◆ Problem details
Where the records below show a line containing "positive clicks: (434, 167)", start copying; end with the line containing "box: [454, 146, 640, 189]", and copy it too.

Collected data
== Segment start ==
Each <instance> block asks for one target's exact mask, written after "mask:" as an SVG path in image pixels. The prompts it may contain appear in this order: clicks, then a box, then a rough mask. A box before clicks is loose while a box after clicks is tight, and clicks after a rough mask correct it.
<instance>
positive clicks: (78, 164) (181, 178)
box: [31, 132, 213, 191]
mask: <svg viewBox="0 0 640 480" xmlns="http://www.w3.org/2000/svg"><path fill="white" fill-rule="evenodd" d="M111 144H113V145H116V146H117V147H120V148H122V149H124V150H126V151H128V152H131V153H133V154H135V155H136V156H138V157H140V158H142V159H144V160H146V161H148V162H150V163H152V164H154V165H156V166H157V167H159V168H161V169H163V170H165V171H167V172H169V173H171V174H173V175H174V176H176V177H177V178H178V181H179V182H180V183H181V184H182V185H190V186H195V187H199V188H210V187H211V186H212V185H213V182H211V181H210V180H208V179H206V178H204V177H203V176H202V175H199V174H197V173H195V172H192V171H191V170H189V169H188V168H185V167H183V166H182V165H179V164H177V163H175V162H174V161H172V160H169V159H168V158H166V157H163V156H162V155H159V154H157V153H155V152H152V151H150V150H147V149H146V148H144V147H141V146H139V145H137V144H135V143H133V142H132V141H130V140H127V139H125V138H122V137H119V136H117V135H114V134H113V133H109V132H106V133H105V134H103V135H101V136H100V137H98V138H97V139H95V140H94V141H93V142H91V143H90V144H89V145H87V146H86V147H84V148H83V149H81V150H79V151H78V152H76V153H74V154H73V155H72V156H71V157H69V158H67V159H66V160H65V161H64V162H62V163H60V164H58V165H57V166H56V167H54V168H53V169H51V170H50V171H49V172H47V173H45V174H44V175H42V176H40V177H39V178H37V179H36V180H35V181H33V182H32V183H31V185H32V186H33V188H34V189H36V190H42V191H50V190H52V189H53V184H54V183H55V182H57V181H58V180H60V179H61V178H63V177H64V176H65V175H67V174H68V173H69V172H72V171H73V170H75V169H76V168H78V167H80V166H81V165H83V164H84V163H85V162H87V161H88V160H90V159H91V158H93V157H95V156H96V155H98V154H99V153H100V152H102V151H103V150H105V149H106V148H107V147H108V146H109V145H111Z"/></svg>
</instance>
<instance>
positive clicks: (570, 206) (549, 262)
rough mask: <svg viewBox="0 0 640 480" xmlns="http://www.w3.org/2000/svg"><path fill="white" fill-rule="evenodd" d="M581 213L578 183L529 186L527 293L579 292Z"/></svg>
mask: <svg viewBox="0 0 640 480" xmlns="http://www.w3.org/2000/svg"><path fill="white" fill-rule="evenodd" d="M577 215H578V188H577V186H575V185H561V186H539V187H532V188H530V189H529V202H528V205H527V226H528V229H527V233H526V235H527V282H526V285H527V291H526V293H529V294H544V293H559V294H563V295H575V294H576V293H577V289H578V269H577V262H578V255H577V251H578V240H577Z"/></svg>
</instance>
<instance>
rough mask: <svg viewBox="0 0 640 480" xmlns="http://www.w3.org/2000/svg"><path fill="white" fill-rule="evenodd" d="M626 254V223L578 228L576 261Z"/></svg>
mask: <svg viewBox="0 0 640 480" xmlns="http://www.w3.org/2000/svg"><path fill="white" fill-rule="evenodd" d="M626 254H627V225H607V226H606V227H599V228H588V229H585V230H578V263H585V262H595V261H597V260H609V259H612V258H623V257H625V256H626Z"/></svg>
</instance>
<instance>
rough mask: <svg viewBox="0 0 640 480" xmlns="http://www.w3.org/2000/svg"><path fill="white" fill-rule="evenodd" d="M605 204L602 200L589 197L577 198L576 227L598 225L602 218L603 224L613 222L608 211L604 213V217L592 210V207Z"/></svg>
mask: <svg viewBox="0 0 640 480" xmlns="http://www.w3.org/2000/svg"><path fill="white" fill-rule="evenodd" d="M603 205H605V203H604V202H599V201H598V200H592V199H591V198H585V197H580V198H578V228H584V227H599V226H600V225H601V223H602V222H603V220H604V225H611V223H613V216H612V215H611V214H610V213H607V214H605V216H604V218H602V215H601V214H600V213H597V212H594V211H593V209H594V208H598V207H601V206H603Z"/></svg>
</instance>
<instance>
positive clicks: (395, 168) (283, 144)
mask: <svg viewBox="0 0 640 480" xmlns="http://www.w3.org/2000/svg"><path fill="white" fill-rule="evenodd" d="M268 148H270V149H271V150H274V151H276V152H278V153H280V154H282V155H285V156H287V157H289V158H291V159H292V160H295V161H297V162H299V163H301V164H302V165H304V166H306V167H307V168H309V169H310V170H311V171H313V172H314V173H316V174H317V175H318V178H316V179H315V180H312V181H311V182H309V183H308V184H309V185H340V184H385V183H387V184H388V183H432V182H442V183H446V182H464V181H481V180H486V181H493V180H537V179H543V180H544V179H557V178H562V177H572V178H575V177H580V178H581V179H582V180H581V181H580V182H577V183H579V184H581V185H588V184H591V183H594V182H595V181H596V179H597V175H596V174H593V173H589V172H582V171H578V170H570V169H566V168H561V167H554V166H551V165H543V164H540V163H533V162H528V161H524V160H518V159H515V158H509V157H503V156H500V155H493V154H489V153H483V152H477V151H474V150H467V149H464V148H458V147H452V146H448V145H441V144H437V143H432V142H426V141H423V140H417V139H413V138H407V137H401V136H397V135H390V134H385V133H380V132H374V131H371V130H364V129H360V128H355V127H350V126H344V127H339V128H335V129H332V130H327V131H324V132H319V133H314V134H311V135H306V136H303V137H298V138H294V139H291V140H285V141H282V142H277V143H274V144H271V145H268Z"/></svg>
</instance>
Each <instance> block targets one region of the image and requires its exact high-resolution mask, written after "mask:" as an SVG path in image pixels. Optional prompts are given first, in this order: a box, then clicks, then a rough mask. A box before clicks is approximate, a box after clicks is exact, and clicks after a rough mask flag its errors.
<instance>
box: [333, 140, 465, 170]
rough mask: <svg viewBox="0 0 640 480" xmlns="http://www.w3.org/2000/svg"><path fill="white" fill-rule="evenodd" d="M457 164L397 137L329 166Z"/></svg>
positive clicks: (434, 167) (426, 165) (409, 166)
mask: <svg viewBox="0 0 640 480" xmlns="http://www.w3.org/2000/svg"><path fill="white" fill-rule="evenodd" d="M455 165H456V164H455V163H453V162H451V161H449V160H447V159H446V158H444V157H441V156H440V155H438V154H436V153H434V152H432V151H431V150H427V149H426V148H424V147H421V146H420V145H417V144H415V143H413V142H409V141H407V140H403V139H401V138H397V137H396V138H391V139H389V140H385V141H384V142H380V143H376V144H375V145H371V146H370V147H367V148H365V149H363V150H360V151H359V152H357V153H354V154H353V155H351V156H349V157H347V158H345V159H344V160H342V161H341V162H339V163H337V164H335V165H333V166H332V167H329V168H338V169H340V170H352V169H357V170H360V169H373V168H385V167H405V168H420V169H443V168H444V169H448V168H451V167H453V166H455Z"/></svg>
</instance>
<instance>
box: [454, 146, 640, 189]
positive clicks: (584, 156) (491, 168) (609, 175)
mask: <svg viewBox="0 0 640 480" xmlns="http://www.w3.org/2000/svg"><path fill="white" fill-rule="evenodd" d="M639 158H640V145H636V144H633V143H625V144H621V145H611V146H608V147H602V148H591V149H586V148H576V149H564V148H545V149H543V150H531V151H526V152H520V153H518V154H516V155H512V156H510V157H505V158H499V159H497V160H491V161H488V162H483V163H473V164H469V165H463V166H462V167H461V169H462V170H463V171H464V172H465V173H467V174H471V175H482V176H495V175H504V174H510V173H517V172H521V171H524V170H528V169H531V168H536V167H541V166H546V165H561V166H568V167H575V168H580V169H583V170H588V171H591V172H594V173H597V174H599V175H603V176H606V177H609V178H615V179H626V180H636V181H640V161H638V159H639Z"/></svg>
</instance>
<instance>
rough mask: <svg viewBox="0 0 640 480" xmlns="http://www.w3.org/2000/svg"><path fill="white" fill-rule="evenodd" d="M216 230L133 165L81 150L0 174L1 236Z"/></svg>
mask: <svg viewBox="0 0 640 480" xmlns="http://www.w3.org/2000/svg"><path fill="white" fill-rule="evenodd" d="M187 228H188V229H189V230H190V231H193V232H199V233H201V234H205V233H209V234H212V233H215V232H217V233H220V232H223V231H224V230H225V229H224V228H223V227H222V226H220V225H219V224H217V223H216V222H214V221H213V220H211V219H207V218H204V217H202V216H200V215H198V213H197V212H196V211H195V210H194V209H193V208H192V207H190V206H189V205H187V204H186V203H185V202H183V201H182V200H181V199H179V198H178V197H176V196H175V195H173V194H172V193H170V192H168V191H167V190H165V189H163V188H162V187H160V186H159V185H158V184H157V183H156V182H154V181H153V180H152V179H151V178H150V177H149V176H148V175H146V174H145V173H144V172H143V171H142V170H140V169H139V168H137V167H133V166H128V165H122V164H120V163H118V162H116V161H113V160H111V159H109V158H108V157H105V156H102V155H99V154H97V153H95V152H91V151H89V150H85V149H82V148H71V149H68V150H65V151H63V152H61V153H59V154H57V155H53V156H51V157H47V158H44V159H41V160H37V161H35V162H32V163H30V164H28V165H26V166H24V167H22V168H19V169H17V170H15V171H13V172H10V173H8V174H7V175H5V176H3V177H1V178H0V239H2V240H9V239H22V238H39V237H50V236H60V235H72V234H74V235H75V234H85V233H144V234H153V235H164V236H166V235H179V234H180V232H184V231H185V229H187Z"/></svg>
== Segment end ==
◆ Response to the exercise
positive clicks: (434, 167) (426, 165) (409, 166)
mask: <svg viewBox="0 0 640 480" xmlns="http://www.w3.org/2000/svg"><path fill="white" fill-rule="evenodd" d="M455 165H456V164H455V163H453V162H451V161H449V160H447V159H446V158H444V157H441V156H440V155H438V154H436V153H434V152H432V151H431V150H427V149H426V148H424V147H421V146H420V145H417V144H415V143H413V142H409V141H407V140H403V139H401V138H397V137H396V138H391V139H389V140H385V141H384V142H380V143H376V144H375V145H371V146H370V147H367V148H365V149H363V150H360V151H359V152H357V153H354V154H353V155H351V156H349V157H347V158H345V159H344V160H342V161H341V162H339V163H337V164H335V165H333V166H332V167H329V168H338V169H340V170H352V169H357V170H360V169H373V168H385V167H405V168H420V169H443V168H444V169H448V168H451V167H453V166H455Z"/></svg>
</instance>
<instance>
box: [454, 146, 640, 189]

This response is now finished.